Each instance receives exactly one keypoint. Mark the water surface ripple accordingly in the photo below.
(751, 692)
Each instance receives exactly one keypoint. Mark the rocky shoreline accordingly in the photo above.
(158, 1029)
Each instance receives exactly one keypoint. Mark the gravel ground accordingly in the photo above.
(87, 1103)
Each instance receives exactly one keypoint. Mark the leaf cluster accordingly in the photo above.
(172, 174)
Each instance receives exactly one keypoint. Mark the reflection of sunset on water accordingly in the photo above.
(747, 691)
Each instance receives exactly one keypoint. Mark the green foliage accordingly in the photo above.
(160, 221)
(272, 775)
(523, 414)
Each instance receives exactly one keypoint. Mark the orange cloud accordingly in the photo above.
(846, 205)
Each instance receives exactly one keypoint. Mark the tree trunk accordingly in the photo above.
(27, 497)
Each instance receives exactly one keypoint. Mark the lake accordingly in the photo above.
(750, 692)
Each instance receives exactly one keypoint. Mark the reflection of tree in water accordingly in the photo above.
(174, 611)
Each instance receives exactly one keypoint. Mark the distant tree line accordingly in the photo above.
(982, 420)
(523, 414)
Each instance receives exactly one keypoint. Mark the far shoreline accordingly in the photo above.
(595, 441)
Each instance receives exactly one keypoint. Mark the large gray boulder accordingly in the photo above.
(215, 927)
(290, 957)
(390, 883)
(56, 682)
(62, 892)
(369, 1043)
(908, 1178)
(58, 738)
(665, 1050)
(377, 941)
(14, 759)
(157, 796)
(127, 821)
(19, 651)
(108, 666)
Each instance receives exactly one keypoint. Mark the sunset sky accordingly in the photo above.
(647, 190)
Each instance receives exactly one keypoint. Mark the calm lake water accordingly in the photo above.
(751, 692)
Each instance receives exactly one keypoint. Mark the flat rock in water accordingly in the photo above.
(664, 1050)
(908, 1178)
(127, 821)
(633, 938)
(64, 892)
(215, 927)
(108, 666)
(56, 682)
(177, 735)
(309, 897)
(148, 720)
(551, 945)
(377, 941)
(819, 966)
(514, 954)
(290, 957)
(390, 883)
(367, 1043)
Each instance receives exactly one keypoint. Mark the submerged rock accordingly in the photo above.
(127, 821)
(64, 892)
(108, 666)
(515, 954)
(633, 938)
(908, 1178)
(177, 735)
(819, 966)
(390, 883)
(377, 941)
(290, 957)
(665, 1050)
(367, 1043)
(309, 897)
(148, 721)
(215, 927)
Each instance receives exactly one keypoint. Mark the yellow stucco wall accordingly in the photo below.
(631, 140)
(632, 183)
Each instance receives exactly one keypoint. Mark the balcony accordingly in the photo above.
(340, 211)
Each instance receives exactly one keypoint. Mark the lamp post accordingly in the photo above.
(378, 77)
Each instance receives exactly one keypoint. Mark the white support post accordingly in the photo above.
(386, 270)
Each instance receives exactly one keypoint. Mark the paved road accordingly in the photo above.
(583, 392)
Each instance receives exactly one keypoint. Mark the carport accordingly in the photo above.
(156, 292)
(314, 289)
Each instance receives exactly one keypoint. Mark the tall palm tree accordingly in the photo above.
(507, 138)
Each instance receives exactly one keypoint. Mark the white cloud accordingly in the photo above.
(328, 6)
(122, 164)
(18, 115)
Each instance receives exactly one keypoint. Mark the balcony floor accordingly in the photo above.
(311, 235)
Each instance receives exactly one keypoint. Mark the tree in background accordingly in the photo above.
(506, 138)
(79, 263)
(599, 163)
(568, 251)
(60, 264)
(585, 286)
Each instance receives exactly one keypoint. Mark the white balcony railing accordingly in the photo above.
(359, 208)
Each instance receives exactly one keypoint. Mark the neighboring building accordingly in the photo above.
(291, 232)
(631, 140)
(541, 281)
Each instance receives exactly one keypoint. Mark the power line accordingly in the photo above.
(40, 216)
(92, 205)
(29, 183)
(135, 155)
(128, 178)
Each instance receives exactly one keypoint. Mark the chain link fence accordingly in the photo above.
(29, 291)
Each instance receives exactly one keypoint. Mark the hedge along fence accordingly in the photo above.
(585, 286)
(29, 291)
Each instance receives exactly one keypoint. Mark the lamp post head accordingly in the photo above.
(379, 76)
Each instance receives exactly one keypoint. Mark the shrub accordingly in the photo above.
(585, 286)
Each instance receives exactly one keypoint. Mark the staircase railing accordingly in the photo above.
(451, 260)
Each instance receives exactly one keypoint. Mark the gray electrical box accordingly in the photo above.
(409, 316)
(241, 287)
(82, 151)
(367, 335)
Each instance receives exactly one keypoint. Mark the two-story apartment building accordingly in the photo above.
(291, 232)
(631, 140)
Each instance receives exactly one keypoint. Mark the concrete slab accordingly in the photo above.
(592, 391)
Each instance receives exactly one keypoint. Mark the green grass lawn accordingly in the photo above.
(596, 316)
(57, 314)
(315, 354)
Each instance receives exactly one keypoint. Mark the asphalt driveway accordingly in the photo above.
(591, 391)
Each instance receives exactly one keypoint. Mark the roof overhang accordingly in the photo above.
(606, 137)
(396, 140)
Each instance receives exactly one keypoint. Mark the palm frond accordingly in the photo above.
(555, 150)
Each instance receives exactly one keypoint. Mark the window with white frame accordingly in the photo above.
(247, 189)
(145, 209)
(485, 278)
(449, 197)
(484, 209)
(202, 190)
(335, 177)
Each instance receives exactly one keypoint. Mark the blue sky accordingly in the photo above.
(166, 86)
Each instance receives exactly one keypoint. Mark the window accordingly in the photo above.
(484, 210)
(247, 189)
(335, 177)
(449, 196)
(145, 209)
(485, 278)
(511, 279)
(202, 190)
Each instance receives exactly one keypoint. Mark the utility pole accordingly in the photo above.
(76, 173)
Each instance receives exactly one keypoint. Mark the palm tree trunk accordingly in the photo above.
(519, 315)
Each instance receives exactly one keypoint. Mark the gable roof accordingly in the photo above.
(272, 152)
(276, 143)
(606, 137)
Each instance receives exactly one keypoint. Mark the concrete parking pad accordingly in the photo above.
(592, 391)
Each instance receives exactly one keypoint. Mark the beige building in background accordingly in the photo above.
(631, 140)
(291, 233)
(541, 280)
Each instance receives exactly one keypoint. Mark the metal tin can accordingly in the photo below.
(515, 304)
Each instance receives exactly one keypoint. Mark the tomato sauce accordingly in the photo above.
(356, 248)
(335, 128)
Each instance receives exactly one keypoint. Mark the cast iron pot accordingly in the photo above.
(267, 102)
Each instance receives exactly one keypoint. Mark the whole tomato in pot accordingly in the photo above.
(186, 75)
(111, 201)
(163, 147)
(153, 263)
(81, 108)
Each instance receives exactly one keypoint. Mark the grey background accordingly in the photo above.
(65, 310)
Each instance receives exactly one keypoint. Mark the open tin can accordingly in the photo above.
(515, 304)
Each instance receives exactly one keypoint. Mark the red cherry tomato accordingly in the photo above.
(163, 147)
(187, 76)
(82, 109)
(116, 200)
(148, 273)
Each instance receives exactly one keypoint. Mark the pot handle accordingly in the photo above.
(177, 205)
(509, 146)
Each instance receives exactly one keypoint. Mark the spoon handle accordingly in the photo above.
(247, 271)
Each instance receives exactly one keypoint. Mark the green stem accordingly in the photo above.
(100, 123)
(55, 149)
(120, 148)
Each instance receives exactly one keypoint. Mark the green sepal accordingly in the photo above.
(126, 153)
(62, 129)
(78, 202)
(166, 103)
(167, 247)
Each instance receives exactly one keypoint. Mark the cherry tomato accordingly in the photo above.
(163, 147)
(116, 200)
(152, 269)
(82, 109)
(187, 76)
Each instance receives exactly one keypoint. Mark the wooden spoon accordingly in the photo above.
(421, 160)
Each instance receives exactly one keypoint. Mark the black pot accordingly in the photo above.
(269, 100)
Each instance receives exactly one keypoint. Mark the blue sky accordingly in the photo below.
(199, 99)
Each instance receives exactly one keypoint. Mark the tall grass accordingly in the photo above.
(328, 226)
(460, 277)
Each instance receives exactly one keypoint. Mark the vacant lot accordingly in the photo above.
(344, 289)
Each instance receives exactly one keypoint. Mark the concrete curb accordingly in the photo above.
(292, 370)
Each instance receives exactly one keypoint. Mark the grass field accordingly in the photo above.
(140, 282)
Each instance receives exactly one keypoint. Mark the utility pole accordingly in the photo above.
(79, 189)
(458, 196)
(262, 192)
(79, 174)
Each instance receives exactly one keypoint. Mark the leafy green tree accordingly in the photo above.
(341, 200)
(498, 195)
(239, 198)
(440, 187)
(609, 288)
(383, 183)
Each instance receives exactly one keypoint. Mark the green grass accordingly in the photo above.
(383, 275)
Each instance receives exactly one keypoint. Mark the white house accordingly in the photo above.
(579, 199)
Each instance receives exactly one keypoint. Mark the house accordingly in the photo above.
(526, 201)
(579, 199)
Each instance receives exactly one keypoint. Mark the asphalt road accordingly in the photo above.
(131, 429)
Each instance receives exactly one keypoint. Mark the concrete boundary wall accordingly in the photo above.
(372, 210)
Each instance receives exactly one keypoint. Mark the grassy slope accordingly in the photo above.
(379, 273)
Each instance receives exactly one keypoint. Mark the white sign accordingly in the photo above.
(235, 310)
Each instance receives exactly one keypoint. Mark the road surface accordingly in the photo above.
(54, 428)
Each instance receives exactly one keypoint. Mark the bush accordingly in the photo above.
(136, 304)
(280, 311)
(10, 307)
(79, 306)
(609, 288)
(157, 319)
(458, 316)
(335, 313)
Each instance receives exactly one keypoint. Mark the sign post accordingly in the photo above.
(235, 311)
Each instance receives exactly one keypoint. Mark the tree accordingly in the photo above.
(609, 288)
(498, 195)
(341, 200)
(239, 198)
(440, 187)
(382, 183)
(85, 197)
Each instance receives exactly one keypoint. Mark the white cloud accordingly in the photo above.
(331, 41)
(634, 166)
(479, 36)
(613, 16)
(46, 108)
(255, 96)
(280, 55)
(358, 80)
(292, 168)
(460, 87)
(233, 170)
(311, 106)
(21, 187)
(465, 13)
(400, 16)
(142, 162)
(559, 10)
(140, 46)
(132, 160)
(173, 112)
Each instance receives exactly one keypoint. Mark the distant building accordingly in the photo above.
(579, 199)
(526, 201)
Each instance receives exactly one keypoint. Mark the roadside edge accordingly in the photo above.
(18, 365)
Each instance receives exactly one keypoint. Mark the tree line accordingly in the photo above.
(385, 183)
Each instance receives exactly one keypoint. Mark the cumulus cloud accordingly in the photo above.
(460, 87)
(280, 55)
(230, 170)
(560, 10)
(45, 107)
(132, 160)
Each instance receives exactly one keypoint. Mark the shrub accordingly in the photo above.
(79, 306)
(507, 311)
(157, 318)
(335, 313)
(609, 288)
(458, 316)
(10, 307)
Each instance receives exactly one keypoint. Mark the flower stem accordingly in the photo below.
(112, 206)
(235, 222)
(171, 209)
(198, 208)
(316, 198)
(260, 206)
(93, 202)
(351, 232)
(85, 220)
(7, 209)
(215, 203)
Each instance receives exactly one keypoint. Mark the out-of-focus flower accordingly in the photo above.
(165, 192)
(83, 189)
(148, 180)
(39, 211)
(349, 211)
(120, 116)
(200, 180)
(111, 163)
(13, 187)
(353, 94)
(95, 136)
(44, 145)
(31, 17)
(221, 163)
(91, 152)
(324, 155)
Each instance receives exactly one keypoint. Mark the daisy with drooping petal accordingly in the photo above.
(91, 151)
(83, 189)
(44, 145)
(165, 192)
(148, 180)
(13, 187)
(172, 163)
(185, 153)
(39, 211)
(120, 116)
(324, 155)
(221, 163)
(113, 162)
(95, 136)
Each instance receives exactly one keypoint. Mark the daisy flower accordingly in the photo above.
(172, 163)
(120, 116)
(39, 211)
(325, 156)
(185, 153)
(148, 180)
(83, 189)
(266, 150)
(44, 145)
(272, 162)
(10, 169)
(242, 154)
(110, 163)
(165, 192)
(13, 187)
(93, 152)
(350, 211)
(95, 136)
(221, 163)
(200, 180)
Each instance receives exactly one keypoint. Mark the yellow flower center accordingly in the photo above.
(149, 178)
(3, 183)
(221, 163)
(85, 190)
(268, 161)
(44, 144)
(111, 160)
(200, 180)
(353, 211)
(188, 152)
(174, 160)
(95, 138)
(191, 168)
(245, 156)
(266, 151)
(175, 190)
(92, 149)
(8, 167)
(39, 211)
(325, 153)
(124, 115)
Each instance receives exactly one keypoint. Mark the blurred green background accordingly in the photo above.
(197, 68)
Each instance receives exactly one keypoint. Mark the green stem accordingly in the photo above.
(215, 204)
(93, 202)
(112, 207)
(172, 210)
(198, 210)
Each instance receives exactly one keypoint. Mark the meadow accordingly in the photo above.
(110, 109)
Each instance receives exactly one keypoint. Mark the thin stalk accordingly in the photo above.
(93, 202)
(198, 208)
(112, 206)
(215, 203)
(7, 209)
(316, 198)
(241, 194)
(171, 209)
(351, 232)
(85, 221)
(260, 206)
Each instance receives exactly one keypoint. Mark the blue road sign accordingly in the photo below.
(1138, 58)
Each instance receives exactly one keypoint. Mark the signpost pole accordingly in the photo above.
--------------------
TO DO: Using the records above, please retype only the run of lines from the line holding "Each instance receives exactly one keypoint. Mark the meadow" through the last line, both ends included.

OUTPUT:
Each instance receives exactly one keypoint. Mark the meadow accordingly in the photo above.
(110, 109)
Each instance receives exactly one keypoint. Mark the thin stalk accordingly in the photo above.
(93, 202)
(198, 208)
(112, 206)
(215, 203)
(7, 209)
(316, 198)
(241, 194)
(171, 209)
(351, 232)
(85, 221)
(260, 206)
Each instance receives exactly one keypoint. Mark the blue road sign accordingly in the photo below.
(1138, 58)
Each instance receives exactly one keypoint. Mark the signpost pole accordingly in the photo above.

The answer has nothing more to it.